Work to be completed:
Starting at the line that has "Where can you find the blue" and stopping after the line that has "Where can you find the outstretched", reproduce the listing below exactly; omit everything else.

Information supplied:
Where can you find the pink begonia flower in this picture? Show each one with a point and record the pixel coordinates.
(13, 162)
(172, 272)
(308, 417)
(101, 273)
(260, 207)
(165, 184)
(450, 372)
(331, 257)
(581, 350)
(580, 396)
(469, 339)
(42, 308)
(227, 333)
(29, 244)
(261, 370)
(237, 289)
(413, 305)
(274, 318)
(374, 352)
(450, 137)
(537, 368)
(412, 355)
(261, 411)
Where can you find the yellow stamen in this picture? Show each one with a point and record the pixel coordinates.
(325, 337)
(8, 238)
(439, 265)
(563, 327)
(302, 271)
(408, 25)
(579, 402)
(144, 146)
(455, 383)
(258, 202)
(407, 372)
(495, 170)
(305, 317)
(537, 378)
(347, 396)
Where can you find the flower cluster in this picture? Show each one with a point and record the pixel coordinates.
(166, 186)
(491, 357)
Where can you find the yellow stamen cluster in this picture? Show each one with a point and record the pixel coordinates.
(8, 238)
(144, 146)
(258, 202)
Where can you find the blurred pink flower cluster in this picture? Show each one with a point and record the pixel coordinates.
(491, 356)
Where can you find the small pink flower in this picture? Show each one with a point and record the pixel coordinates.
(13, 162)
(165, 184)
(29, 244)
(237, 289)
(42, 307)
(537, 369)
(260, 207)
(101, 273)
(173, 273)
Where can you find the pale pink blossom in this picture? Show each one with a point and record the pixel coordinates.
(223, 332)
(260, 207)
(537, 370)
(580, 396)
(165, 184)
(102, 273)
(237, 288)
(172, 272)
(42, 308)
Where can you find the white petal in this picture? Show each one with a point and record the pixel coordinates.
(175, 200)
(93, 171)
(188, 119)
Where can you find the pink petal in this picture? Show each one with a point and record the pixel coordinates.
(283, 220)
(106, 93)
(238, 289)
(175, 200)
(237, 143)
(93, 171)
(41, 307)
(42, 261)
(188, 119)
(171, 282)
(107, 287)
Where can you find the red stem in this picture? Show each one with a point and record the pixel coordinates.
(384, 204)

---

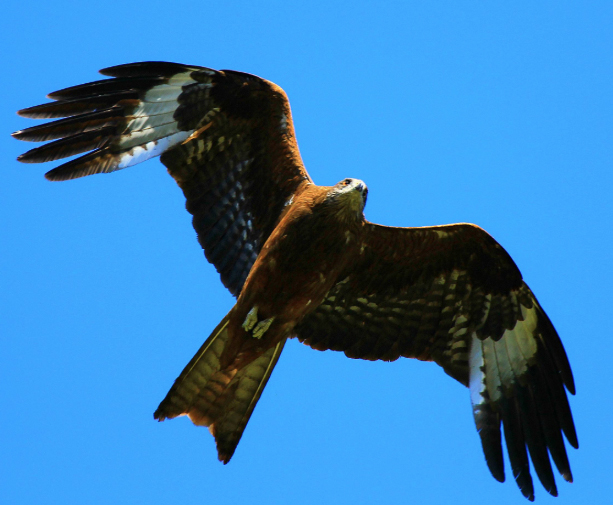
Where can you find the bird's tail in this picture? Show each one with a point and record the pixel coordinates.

--

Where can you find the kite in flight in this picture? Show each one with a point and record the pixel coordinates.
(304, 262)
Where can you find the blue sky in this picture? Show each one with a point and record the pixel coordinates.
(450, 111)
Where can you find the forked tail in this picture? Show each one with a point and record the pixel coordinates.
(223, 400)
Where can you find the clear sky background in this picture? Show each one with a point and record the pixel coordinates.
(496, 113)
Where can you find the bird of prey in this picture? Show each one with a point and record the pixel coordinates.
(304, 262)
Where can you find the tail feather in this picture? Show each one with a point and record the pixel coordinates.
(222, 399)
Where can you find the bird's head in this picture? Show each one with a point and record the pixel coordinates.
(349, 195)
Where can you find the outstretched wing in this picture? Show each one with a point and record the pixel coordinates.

Solution for this problem:
Where can you find the blue sky in this picture? Show each one with a point and record the pixel coordinates.
(450, 111)
Where can you find the forked tail in this picture? Show each one with a point and record the pixel coordinates.
(223, 400)
Where can you find the clear sky background in this picture? Show each one with a point and record the pixel coordinates.
(496, 113)
Where can you find the bird of prey in this picture? Show each one with a point and record the pixel coordinates.
(304, 262)
Where can you find the tail feather in this picture? Show each one with a point and record the pixel coordinates.
(222, 399)
Where can you find the bird's head in this picture? Show each one with a point and record the pixel coordinates.
(349, 195)
Where can you find the outstretched wing in this picture? Show each one with a point and record the pixel coordinates.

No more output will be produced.